- _BRANO MOSTRATO_:
-------------------------
Il punto è che io so godermi le cose belle della vita, e forse a differenza di tanti altri ho già sparato mille fuochi d’artificio, ho già passato notti intere e scherzare e ridere sul niente, ho già avuto esperienze sessuali disordinate e inutili da non aver bisogno di guardare film volgari per sapere come si fa. E so che non sono queste le cose belle della vita, anzi, sono le peggiori.

Oggi mi ritrovo più confuso che mai. Ho paura. Oltre a tutte le normali e potenti paure che si possono presentare davanti a scelte così radicali come quella della consacrazione nella vita religiosa, si aggiungono quelle legate a questi vuoti di senso religioso che provocano ulteriore disorientamento.

Quando un giovane si accosta a un cammino di discernimento vocazionale va incontro a una serie di fatiche sovrumane, che solo con l’aiuto della grazia di Dio possono essere contrastate e superate: l’abbandono della vita laica e degli affetti, la resistenza e la pressione di amici e parenti, la scelta della castità, della povertà e dell’obbedienza, in un mondo più che mai lontano da scelte di questo genere. Non solo: c’è sempre l’inesorabile opera del nemico, dell’avversario, che cerca in ogni occasione di insinuare dubbi e tentazioni per farti abbandonare il proposito, colpendo i punti più sensibili e fragili della tua persona.
-------------------------
Dati memorizzati
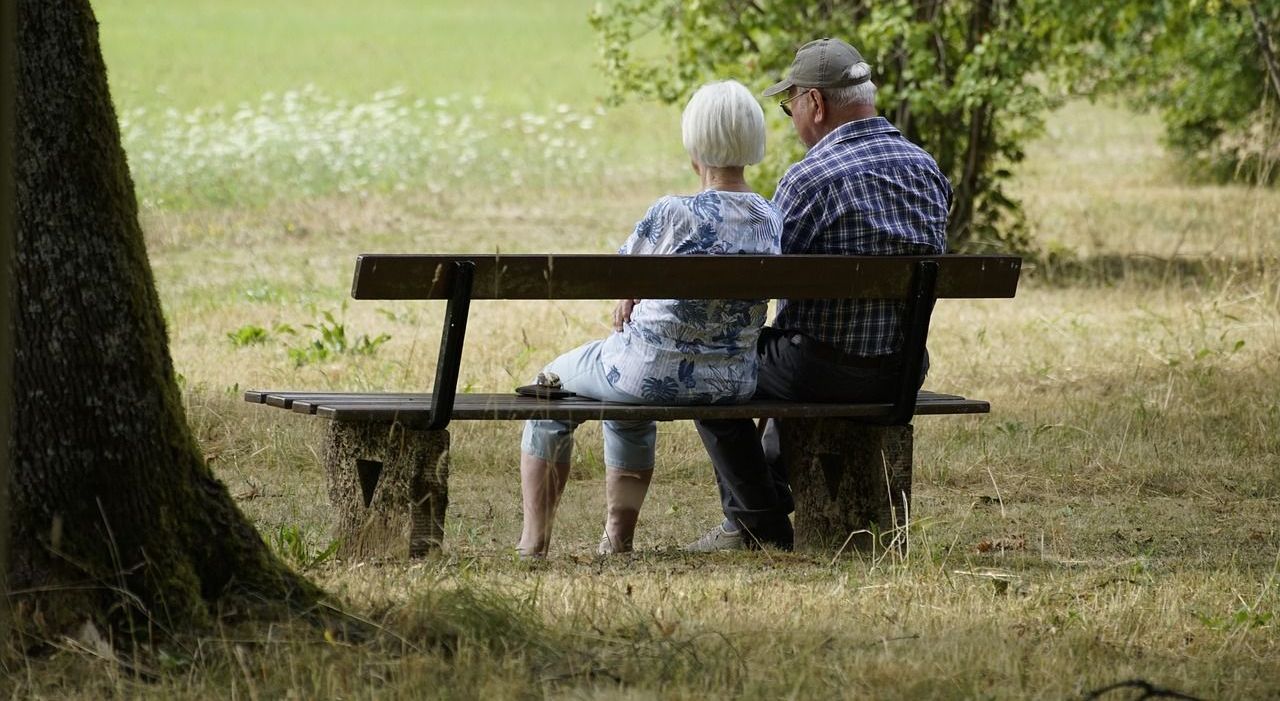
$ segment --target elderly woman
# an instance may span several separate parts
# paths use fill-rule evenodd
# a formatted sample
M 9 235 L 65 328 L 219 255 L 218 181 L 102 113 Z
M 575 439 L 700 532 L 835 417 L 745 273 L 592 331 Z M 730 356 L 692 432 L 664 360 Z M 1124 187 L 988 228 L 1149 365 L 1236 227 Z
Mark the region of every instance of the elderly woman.
M 778 253 L 782 220 L 744 166 L 764 157 L 764 114 L 741 83 L 703 86 L 681 120 L 701 192 L 658 200 L 623 255 Z M 604 402 L 708 404 L 750 399 L 765 299 L 622 299 L 614 333 L 547 366 L 564 389 Z M 518 551 L 543 556 L 568 478 L 575 422 L 529 421 L 520 459 L 525 523 Z M 653 421 L 604 422 L 605 522 L 599 553 L 627 553 L 649 480 Z

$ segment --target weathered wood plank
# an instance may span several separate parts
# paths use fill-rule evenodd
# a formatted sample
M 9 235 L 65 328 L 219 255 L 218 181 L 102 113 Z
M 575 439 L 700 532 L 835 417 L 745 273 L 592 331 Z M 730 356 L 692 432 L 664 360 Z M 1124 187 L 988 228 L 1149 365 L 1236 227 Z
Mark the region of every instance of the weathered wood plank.
M 399 421 L 413 426 L 425 420 L 431 395 L 379 394 L 379 393 L 302 393 L 253 390 L 250 395 L 265 397 L 269 406 L 298 413 L 317 414 L 338 421 L 388 423 Z M 285 399 L 288 403 L 285 403 Z M 250 399 L 255 400 L 255 399 Z M 594 399 L 536 399 L 515 394 L 460 394 L 453 406 L 456 421 L 500 421 L 524 418 L 563 418 L 594 421 L 603 418 L 678 421 L 689 418 L 740 418 L 740 417 L 852 417 L 874 418 L 890 411 L 887 403 L 815 403 L 758 399 L 745 404 L 685 406 L 614 404 Z M 966 399 L 955 394 L 922 391 L 916 399 L 918 416 L 987 413 L 991 404 L 980 399 Z
M 426 256 L 356 258 L 356 299 L 447 299 L 452 264 L 476 266 L 474 299 L 901 299 L 915 265 L 940 265 L 940 298 L 1007 298 L 1016 256 Z
M 316 416 L 335 421 L 390 422 L 399 421 L 406 426 L 416 426 L 429 414 L 429 404 L 417 402 L 317 402 Z M 456 421 L 497 421 L 525 418 L 563 418 L 576 421 L 593 420 L 653 420 L 678 421 L 691 418 L 742 418 L 742 417 L 851 417 L 876 418 L 887 416 L 891 406 L 883 404 L 815 404 L 799 402 L 758 400 L 732 406 L 645 406 L 612 404 L 580 400 L 541 400 L 527 397 L 462 395 L 453 407 Z M 986 413 L 991 411 L 987 402 L 964 398 L 931 398 L 920 402 L 916 414 L 955 414 Z

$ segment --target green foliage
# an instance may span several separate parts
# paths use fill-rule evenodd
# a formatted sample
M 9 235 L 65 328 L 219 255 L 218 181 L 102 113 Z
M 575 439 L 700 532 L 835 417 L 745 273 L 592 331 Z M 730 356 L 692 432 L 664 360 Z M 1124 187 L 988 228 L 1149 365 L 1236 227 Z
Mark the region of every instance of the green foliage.
M 340 541 L 332 540 L 321 549 L 308 542 L 306 528 L 301 526 L 280 526 L 271 533 L 271 549 L 285 562 L 300 571 L 319 567 L 338 553 Z
M 392 338 L 389 334 L 378 334 L 374 338 L 367 334 L 360 334 L 358 338 L 348 336 L 346 324 L 338 321 L 329 311 L 320 313 L 320 321 L 305 324 L 303 327 L 315 331 L 316 336 L 306 345 L 289 348 L 289 359 L 296 367 L 324 362 L 340 354 L 372 356 Z
M 933 154 L 955 185 L 952 247 L 1023 251 L 1029 238 L 1005 185 L 1059 100 L 1062 12 L 1048 0 L 620 0 L 598 6 L 591 23 L 614 97 L 666 102 L 709 79 L 759 91 L 804 42 L 850 41 L 873 65 L 882 114 Z M 776 134 L 790 132 L 790 120 L 769 114 Z M 769 182 L 801 156 L 794 138 L 773 143 L 785 146 L 762 169 Z
M 1079 27 L 1092 50 L 1078 73 L 1155 107 L 1165 141 L 1199 179 L 1275 179 L 1280 161 L 1280 4 L 1112 0 Z

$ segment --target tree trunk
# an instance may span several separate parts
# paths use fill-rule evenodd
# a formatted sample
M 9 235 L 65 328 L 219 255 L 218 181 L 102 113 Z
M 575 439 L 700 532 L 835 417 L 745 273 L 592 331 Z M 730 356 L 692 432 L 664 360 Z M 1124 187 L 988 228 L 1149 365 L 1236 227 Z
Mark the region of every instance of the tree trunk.
M 9 591 L 9 436 L 13 434 L 13 93 L 17 32 L 13 3 L 0 3 L 0 592 Z M 9 606 L 0 606 L 0 641 Z
M 29 645 L 93 618 L 314 601 L 187 427 L 87 0 L 18 0 L 10 605 Z

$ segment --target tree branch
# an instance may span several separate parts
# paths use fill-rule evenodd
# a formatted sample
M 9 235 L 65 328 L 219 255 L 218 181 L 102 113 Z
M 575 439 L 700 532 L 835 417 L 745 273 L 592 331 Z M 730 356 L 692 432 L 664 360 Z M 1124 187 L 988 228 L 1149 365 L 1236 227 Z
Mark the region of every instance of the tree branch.
M 1280 64 L 1271 49 L 1271 32 L 1262 20 L 1262 13 L 1258 12 L 1258 0 L 1249 0 L 1249 12 L 1253 13 L 1253 32 L 1258 36 L 1262 60 L 1267 64 L 1267 75 L 1271 77 L 1271 90 L 1276 91 L 1276 98 L 1280 98 Z

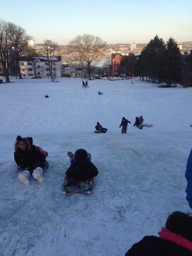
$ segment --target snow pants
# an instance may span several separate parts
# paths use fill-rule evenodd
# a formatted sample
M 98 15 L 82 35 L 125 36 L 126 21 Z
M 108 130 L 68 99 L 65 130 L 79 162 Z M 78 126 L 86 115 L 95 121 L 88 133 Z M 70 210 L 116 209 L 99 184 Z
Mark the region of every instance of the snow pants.
M 127 125 L 122 125 L 122 127 L 121 129 L 121 133 L 127 133 Z
M 37 167 L 40 167 L 41 164 L 40 162 L 38 161 L 34 161 L 30 165 L 26 165 L 23 168 L 24 170 L 27 170 L 29 171 L 31 174 L 33 172 L 33 170 Z

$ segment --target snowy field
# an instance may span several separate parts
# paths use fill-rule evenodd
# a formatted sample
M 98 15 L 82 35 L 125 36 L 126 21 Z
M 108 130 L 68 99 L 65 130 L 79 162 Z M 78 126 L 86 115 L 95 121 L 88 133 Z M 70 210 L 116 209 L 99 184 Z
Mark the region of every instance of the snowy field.
M 136 79 L 132 85 L 88 81 L 85 89 L 81 79 L 50 80 L 0 85 L 1 256 L 121 256 L 145 235 L 158 236 L 169 214 L 189 209 L 192 88 Z M 141 115 L 154 126 L 134 127 Z M 123 116 L 131 122 L 126 134 L 119 128 Z M 94 133 L 98 121 L 106 134 Z M 18 135 L 49 152 L 42 183 L 18 179 Z M 67 153 L 81 147 L 98 169 L 94 188 L 64 195 Z

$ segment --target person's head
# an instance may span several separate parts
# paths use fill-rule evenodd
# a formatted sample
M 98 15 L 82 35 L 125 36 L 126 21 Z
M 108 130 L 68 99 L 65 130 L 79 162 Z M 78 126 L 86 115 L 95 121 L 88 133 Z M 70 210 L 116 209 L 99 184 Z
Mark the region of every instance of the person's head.
M 165 227 L 173 233 L 181 235 L 192 242 L 192 214 L 174 211 L 168 217 Z
M 77 163 L 86 162 L 88 157 L 87 152 L 83 149 L 79 149 L 76 150 L 74 154 L 74 159 Z
M 25 138 L 22 138 L 18 135 L 16 139 L 16 143 L 17 147 L 21 149 L 21 150 L 25 150 L 27 147 L 26 140 Z

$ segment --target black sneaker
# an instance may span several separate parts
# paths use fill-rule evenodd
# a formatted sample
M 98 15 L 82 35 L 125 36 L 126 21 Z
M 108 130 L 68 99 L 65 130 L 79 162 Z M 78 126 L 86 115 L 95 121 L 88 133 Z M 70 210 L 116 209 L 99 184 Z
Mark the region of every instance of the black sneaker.
M 74 155 L 72 153 L 71 153 L 71 152 L 70 152 L 70 151 L 69 151 L 69 152 L 67 152 L 67 155 L 69 157 L 70 157 L 70 158 L 71 158 L 71 157 L 74 156 Z

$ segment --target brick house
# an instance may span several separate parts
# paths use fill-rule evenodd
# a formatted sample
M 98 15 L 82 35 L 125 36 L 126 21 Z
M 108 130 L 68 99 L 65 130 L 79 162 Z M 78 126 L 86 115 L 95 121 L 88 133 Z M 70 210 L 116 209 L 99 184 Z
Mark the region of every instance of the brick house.
M 121 77 L 121 62 L 123 55 L 121 53 L 112 53 L 111 61 L 111 75 L 114 77 Z

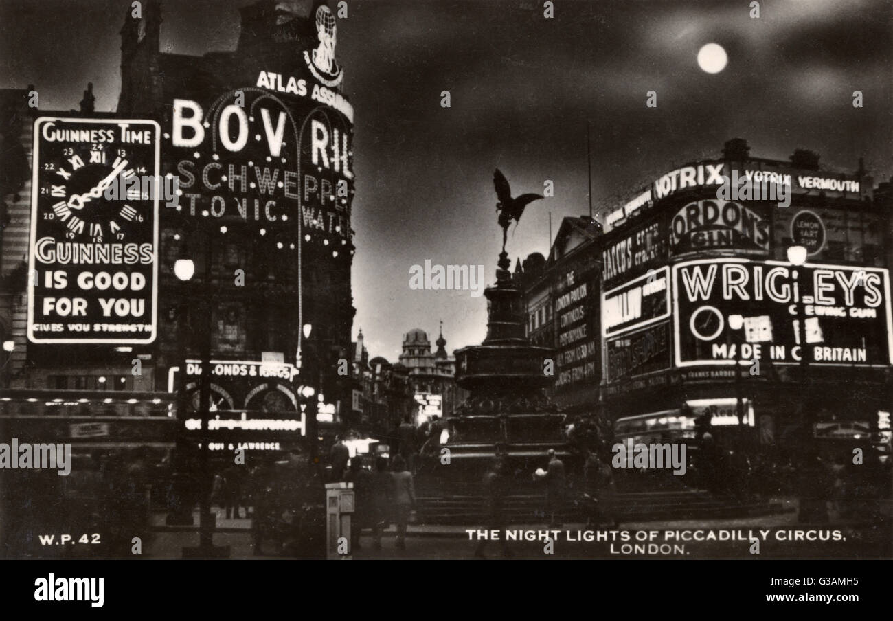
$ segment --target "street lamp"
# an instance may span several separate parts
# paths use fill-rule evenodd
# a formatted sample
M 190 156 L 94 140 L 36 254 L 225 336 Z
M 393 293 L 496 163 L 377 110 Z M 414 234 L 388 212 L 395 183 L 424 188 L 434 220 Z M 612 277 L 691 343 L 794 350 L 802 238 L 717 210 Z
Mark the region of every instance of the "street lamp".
-------------------------
- _REQUISITI DEL COMPITO_:
Le affermazioni seguenti concordano con il brano mostrato? Per ciascuna rispondi sì o no e riporta tra virgolette, senza modifiche, le parole del brano che lo decidono.
1. Chi scrive dichiara di avere paura.
2. Secondo il brano, le fatiche del discernimento vocazionale si superano con le sole forze del giovane.
3. Chi scrive considera i fuochi d’artificio e le notti passate a ridere tra le cose belle della vita.

- _RISPOSTA AL COMPITO_:
1. Sì: «Ho paura.»
2. No: «solo con l’aiuto della grazia di Dio possono essere contrastate e superate»
3. No: «E so che non sono queste le cose belle della vita, anzi, sono le peggiori.»